### Selected text

SCODE allows you to specify several additional search parameters to define the scope of the search (temperature, scaling ratio, etc). For an explanation of each of these parameters, see the more detailed User Manual
#####Scoring Candidate Complexes There are three options for scoring candidate complexes:
- Score using only edge weights (no learning)
- Train a Bayesian template with positive complex exemplars
- Score using a trained Bayesian model
Option 1 does not require any additional input information; the average edge weight among the members of a candidate complex will be used to calculate its score. Options 2 and 3 are described in more detail below.
#####Training a Bayesian Template The type of model used by SCODE is a Bayesian network. Bayesian networks are probabilistic graphical models that make it easy to define relationships between supposed features of complexes. Each node in a Bayesian network represents a feature (e.g. Number of nodes in a complex). Each edge between nodes represents a dependency between features or conditioning of one feature by another (e.g. the complex's density given the number of nodes in the complex). The values of each feature are discretized before training or scoring a candidate complex.

### Your objective
Duplicate the SCODE passage above, everything from "- Train a Bayesian" down to "more detail below.".

Pointing records:
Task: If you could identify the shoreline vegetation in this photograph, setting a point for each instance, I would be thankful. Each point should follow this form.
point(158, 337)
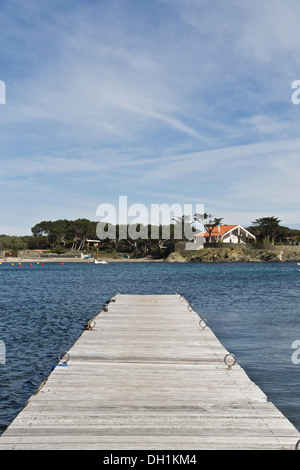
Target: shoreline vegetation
point(71, 241)
point(246, 253)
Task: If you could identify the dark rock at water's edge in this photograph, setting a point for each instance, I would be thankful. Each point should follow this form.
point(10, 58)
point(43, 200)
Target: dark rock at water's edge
point(239, 254)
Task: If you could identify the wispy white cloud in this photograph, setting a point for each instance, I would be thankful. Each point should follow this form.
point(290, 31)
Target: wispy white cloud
point(179, 98)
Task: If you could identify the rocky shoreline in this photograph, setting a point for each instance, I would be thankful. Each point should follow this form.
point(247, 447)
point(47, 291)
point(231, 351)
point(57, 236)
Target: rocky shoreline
point(207, 255)
point(240, 254)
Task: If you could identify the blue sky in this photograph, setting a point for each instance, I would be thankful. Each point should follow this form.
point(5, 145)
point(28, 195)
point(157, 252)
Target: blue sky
point(164, 101)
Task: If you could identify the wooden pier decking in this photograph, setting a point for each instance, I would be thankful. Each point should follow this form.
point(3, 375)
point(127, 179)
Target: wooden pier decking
point(147, 376)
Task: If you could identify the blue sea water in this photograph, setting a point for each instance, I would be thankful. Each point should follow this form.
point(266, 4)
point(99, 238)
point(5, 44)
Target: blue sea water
point(253, 308)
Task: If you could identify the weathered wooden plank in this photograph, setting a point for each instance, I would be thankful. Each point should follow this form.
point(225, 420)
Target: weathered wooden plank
point(148, 377)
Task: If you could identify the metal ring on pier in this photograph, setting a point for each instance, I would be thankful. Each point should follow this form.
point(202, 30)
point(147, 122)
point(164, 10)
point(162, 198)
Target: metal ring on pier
point(91, 324)
point(226, 360)
point(63, 357)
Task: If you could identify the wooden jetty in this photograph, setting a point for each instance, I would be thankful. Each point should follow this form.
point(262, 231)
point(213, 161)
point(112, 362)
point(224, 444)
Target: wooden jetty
point(147, 376)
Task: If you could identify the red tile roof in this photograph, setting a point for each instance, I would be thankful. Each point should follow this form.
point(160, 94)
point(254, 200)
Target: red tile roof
point(222, 230)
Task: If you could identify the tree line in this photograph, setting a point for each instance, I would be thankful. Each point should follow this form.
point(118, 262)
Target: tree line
point(69, 235)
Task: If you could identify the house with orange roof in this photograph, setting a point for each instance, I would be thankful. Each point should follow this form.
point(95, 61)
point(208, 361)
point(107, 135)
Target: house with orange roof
point(225, 234)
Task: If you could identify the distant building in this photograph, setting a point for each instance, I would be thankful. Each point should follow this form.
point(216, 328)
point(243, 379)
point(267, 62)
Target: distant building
point(226, 234)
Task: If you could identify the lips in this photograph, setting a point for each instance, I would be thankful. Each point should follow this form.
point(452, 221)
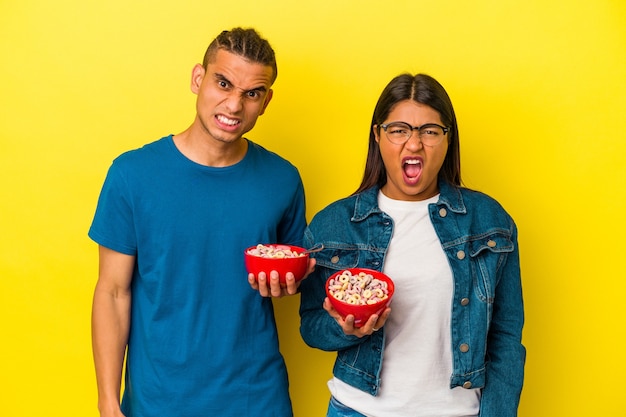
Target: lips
point(412, 168)
point(227, 122)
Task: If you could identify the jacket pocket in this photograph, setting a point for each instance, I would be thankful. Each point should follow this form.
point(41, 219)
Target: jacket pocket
point(487, 253)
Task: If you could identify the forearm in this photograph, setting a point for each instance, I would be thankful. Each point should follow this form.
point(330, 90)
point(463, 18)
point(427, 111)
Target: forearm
point(110, 327)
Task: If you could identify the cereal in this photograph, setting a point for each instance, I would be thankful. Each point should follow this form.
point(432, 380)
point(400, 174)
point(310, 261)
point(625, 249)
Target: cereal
point(358, 289)
point(272, 251)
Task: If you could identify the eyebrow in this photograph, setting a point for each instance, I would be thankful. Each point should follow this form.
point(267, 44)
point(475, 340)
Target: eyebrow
point(221, 77)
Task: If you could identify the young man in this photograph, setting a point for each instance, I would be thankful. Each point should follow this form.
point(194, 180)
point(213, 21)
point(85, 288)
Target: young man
point(173, 220)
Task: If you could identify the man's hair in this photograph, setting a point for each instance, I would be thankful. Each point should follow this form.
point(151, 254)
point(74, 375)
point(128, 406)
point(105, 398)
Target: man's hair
point(246, 43)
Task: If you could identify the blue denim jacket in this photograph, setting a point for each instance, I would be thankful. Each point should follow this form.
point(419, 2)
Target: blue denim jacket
point(480, 241)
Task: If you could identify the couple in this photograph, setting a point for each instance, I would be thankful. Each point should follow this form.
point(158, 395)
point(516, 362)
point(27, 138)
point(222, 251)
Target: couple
point(174, 216)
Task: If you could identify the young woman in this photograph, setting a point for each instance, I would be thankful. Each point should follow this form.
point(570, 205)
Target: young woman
point(450, 343)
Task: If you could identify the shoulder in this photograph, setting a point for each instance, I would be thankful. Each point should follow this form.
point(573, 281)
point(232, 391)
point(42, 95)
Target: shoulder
point(339, 210)
point(260, 153)
point(145, 155)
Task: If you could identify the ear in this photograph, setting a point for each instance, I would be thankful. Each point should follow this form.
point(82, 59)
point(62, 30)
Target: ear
point(268, 98)
point(375, 130)
point(197, 75)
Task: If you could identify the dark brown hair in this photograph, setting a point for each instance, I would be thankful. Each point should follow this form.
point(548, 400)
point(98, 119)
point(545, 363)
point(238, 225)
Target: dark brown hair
point(246, 43)
point(426, 90)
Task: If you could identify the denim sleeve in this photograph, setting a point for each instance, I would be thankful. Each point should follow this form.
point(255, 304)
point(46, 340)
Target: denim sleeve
point(317, 327)
point(505, 353)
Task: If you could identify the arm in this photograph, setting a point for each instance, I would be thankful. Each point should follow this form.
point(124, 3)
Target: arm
point(506, 354)
point(110, 324)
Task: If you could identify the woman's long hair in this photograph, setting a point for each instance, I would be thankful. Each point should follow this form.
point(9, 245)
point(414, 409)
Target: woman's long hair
point(426, 90)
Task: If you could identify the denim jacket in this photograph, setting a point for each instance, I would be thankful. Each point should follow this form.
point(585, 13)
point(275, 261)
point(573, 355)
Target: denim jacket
point(480, 241)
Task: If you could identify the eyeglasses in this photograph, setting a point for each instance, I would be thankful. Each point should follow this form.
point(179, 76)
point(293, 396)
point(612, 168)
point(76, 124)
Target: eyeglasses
point(430, 134)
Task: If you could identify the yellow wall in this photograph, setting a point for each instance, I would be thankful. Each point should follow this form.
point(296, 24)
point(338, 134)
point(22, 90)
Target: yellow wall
point(539, 89)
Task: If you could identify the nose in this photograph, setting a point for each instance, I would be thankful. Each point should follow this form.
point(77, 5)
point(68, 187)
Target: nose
point(415, 134)
point(234, 101)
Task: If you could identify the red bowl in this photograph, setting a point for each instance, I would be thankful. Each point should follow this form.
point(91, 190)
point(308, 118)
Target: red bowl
point(297, 265)
point(361, 312)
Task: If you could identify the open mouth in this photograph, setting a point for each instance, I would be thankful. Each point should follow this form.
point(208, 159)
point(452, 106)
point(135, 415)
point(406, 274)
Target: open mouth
point(227, 122)
point(412, 168)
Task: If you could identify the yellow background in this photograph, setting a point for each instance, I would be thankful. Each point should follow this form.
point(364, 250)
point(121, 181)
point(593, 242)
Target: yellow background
point(538, 87)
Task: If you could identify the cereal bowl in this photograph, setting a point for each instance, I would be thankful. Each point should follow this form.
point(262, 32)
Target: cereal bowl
point(279, 258)
point(359, 291)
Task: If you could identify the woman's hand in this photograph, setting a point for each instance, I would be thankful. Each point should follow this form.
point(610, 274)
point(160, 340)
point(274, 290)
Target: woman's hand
point(373, 324)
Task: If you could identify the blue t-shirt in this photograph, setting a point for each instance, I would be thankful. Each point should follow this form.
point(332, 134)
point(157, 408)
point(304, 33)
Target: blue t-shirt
point(202, 342)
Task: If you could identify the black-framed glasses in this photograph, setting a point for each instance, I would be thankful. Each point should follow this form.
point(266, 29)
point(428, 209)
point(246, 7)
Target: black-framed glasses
point(430, 134)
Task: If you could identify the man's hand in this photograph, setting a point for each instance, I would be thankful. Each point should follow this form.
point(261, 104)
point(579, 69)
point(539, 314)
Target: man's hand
point(272, 287)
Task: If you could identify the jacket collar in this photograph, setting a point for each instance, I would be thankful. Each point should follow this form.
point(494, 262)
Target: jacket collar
point(366, 202)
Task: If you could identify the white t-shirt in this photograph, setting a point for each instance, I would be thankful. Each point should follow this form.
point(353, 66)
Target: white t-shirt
point(417, 361)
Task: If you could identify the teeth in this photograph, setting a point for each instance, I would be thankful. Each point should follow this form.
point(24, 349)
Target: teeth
point(226, 120)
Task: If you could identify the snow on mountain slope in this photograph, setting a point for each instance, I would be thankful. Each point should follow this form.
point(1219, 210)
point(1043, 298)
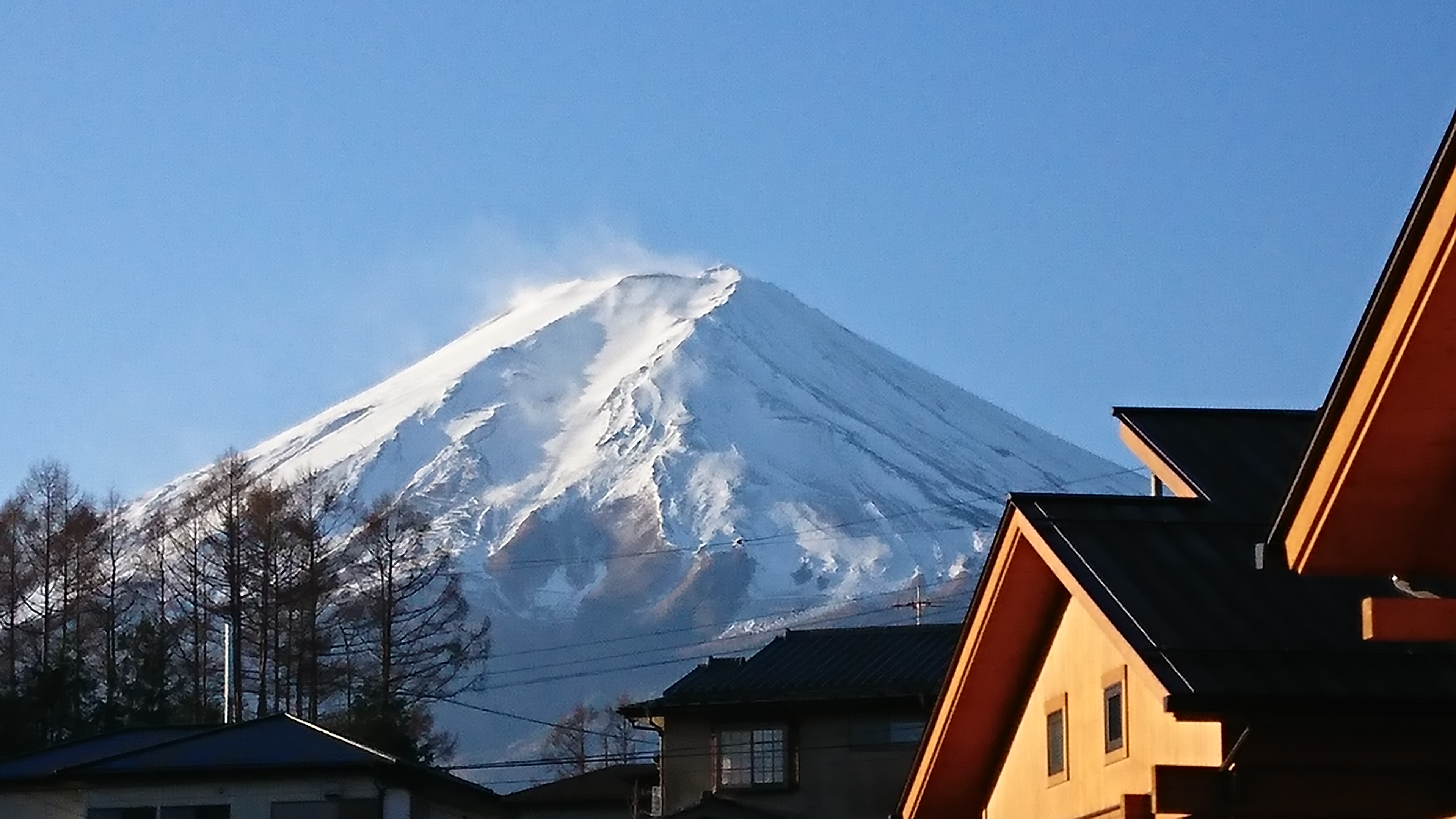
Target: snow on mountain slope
point(653, 413)
point(634, 454)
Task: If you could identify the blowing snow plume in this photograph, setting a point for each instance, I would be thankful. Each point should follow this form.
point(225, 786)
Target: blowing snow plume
point(629, 458)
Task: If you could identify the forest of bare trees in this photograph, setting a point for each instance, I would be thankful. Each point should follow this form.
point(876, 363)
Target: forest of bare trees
point(348, 617)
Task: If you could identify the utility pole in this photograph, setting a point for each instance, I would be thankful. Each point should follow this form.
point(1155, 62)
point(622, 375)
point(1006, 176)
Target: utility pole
point(918, 605)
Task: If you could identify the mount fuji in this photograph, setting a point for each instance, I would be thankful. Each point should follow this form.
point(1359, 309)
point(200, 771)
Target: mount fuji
point(643, 468)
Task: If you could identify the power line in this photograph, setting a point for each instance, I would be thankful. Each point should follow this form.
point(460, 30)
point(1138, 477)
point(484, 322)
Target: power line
point(813, 620)
point(982, 496)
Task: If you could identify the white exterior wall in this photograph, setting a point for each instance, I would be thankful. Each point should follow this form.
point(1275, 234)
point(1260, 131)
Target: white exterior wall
point(47, 805)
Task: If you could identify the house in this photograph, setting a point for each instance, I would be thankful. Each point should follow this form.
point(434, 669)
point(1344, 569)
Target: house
point(612, 792)
point(817, 723)
point(1128, 656)
point(1374, 496)
point(1276, 637)
point(270, 769)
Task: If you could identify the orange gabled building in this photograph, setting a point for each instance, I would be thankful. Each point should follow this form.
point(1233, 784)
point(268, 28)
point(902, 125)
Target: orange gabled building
point(1376, 492)
point(1128, 656)
point(1277, 639)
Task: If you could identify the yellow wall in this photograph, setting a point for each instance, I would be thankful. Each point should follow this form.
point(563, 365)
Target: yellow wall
point(1079, 658)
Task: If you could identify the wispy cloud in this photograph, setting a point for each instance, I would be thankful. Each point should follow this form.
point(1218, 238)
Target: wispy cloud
point(499, 264)
point(421, 298)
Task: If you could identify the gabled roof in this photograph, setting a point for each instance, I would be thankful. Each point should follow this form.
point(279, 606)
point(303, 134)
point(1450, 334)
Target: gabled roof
point(282, 741)
point(82, 751)
point(1374, 492)
point(1180, 585)
point(280, 745)
point(610, 786)
point(820, 665)
point(1177, 586)
point(1244, 460)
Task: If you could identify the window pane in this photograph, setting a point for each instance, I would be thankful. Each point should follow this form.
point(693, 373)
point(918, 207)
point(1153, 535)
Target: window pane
point(906, 732)
point(734, 758)
point(305, 811)
point(870, 732)
point(1113, 716)
point(1056, 742)
point(768, 757)
point(197, 812)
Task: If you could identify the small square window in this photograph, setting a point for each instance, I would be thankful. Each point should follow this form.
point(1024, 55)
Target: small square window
point(1056, 742)
point(1057, 739)
point(750, 758)
point(1113, 717)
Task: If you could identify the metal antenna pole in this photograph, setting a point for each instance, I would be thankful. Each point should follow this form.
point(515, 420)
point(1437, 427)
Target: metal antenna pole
point(228, 671)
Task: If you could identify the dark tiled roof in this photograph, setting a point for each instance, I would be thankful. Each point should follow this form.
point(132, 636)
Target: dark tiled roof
point(277, 745)
point(271, 742)
point(615, 784)
point(91, 750)
point(1243, 460)
point(1178, 581)
point(822, 665)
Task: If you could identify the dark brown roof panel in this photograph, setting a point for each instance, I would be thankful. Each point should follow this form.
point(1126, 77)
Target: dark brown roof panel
point(819, 665)
point(1180, 584)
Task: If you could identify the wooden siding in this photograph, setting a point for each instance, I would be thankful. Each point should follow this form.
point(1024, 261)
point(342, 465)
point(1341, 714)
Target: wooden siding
point(1078, 662)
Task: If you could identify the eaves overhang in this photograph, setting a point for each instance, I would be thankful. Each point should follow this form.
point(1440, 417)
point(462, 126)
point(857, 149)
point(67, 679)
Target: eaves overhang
point(1374, 492)
point(1015, 611)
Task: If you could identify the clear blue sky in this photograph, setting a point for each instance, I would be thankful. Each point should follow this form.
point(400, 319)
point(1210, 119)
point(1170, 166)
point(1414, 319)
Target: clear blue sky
point(216, 221)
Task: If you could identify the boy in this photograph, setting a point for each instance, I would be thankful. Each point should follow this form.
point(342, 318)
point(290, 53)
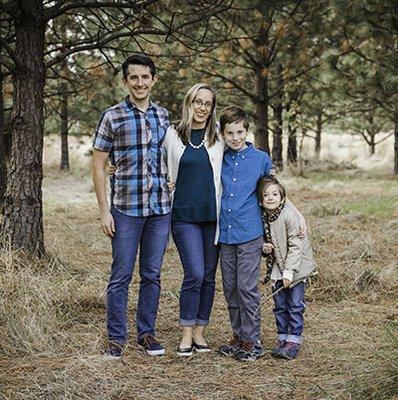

### Response
- Train a Bayesian template with positive complex exemplars
- Score using a trained Bayesian model
Option 1 does not require any additional input information; the average edge weight among the members of a candidate complex will be used to calculate its score. Options 2 and 3 are described in more detail below.